Required action -> Verbatim copy, pictures excluded: every line from the one with "Per instance of the shrub, set" through the final line of the data below, and no other line.

(Collection entries)
*-*-*
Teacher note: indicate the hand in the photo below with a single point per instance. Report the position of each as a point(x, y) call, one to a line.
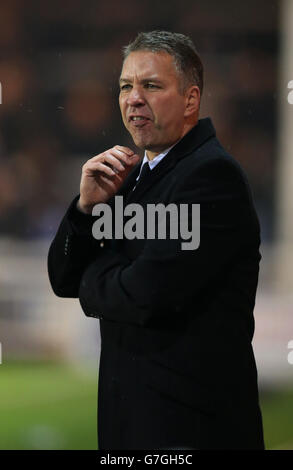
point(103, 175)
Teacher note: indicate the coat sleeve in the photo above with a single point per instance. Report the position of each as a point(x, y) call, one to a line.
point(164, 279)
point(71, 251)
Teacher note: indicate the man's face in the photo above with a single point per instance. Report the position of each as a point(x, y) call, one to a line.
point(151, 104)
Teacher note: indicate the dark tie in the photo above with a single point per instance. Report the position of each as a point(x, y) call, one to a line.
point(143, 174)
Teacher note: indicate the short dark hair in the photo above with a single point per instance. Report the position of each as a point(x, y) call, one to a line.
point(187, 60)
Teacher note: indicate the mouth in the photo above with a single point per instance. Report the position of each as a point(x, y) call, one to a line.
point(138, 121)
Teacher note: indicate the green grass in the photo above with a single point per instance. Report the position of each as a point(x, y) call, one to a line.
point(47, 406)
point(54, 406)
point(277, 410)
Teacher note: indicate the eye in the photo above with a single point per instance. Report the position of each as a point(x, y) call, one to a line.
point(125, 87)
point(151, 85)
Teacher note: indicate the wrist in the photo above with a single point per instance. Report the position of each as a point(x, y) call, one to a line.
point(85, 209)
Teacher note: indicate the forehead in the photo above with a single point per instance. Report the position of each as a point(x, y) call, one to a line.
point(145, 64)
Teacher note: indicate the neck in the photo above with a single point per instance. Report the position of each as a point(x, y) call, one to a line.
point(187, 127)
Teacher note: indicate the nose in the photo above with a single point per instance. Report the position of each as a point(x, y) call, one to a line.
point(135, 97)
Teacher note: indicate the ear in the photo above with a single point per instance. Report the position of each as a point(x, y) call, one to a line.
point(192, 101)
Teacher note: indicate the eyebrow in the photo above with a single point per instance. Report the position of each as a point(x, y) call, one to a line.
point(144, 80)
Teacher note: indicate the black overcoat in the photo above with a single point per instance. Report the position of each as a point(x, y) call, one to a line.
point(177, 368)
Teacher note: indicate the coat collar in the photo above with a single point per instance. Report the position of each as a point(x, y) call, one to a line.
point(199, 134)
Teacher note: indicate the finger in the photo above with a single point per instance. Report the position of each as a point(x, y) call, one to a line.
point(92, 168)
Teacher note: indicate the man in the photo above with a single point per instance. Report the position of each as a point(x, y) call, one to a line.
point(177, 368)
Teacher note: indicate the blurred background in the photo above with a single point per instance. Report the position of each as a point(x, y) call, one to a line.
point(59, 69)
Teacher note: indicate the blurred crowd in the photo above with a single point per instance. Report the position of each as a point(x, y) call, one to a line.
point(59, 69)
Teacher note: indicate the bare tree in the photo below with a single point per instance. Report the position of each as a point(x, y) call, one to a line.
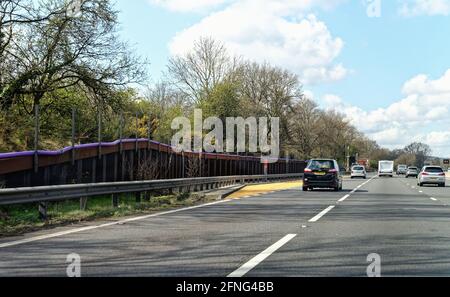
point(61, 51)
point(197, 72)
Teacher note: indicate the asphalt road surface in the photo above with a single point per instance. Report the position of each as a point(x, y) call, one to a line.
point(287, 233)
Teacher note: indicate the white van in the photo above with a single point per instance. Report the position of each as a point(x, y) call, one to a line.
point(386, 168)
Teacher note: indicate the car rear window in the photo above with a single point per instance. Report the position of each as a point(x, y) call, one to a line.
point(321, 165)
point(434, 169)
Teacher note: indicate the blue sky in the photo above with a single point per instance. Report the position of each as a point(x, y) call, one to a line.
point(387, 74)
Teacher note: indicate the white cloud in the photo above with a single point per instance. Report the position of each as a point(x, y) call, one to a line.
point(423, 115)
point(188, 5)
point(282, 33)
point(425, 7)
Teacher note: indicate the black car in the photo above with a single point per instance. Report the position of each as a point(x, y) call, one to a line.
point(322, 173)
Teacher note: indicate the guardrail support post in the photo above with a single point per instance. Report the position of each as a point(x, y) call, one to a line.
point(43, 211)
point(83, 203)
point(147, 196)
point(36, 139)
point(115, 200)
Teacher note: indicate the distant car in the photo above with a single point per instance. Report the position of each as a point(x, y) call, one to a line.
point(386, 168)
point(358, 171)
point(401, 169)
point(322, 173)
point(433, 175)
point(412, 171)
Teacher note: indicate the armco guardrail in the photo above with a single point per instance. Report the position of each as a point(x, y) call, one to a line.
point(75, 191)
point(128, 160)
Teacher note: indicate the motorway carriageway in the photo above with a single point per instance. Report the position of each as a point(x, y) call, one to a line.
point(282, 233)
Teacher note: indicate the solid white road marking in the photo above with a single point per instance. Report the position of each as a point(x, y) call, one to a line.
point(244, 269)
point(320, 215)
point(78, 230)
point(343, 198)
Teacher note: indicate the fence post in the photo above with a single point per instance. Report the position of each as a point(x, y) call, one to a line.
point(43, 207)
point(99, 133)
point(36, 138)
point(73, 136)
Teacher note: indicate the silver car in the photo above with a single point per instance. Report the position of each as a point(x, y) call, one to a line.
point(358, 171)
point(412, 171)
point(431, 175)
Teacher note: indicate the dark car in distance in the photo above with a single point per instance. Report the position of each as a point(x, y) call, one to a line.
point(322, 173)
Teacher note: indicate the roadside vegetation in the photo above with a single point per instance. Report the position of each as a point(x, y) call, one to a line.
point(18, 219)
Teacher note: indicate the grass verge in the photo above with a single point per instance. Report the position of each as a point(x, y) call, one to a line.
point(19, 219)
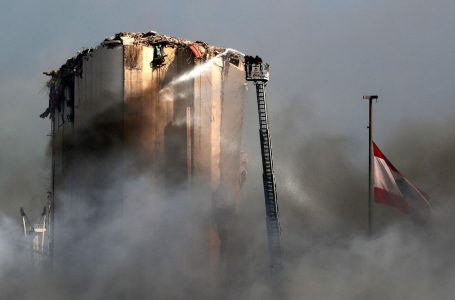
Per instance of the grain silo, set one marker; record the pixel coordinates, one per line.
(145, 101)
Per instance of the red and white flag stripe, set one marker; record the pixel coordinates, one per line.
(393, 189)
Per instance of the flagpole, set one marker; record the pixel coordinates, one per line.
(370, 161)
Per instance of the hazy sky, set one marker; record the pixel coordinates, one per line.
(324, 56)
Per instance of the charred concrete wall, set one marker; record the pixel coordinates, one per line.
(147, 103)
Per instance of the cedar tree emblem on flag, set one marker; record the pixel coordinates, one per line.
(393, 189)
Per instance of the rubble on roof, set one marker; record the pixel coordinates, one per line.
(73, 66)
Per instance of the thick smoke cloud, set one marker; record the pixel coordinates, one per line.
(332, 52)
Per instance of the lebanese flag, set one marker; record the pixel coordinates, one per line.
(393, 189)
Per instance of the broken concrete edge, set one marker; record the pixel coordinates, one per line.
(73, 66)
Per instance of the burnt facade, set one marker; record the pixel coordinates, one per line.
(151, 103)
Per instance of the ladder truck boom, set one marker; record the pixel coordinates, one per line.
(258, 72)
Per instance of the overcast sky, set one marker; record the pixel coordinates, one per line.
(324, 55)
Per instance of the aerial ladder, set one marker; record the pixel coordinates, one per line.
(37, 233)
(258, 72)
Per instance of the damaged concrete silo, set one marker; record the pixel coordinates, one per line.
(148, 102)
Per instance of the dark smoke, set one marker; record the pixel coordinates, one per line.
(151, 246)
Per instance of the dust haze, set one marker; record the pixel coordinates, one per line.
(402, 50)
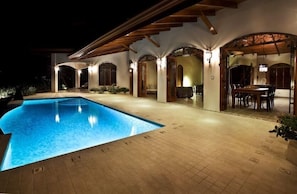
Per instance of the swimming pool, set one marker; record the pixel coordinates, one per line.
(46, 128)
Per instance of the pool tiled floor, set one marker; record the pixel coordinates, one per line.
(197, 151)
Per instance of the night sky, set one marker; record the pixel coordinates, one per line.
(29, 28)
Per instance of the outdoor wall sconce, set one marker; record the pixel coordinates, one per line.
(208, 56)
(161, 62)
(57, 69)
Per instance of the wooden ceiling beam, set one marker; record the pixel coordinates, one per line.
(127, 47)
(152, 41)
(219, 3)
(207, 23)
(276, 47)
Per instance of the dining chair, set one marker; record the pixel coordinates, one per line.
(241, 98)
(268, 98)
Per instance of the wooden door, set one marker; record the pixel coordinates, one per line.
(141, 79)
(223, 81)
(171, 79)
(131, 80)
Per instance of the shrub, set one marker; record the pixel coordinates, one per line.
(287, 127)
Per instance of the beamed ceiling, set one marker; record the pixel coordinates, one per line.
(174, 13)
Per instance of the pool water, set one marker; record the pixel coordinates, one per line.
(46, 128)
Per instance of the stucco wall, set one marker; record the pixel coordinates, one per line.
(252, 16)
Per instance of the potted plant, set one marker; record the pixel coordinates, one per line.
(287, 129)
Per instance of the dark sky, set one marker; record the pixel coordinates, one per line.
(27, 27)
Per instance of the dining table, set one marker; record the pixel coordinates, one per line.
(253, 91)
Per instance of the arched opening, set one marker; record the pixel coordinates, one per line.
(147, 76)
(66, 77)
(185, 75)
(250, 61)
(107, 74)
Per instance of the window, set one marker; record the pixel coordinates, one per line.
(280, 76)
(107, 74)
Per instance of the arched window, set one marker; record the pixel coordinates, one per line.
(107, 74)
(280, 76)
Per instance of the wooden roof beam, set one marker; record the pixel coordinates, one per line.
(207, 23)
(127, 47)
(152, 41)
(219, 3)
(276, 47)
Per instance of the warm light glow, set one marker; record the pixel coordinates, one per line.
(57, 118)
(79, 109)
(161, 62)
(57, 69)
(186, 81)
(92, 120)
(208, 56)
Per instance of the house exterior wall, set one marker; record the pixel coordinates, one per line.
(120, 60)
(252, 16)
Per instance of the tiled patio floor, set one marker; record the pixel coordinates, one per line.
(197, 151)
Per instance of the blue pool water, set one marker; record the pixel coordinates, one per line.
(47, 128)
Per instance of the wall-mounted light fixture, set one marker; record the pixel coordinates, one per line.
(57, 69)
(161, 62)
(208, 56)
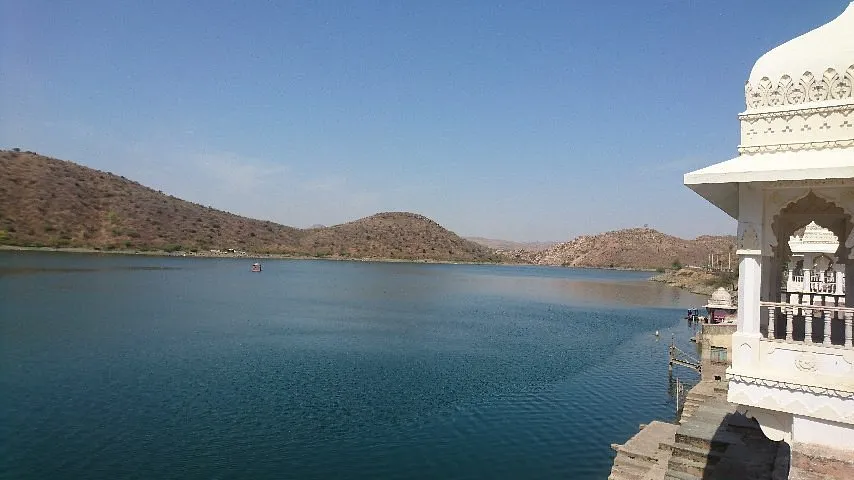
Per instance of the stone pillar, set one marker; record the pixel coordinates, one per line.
*-*-*
Exercise result ->
Per instance of the shrub, set one marker; record the pixel coordinates, one per line.
(287, 127)
Per instance of the beamed ceiling, set one marker; record the pixel coordinates, one per line.
(174, 13)
Per instance of the pool water, set one marker; record the pixel coordinates, one per line.
(46, 128)
Per instance of the stucco wall, set one marker; record the pixel coordinates, one per line.
(252, 16)
Per instance of the potted plant, set one marker; record the pixel coordinates, one per line.
(287, 129)
Per instance of the dark sky, set one marker; record the pixel coordinates, one per line.
(27, 27)
Per instance of the dining table, set one marker; record the pixel coordinates, one per line.
(253, 91)
Per instance of the arched opening, set one marker; record the pixel coordinates, one per line.
(147, 76)
(66, 77)
(185, 75)
(250, 61)
(107, 74)
Per instance of the window, set one marker; record the pixel coordinates, one per line.
(280, 76)
(107, 74)
Per instance of the arched window, set one marker; record the pixel coordinates, one per line.
(107, 74)
(280, 76)
Per instance of the wooden roof beam, set one marker; record the pixel coordinates, one per line.
(207, 23)
(127, 47)
(152, 41)
(219, 3)
(276, 47)
Per instance of the warm light glow, set one marker; record the pixel coordinates, one per line.
(57, 118)
(79, 109)
(161, 62)
(57, 69)
(186, 81)
(92, 120)
(208, 56)
Per instance of the house exterior wall, set one marker; record the pixel coordinates, one per line.
(120, 60)
(252, 16)
Per instance of the tiled patio floor, set one marker; record the pixel coordinates, one per line.
(197, 151)
Per instance of the blue pool water, set one marker; record the pixel coordinates, one per line.
(47, 128)
Per instance of the wall-mounted light fixture, set one marker; record the pixel coordinates, one per line.
(57, 69)
(161, 62)
(208, 56)
Per instance of the stone pillar, set one marker; record the pixel coordinates, one per line.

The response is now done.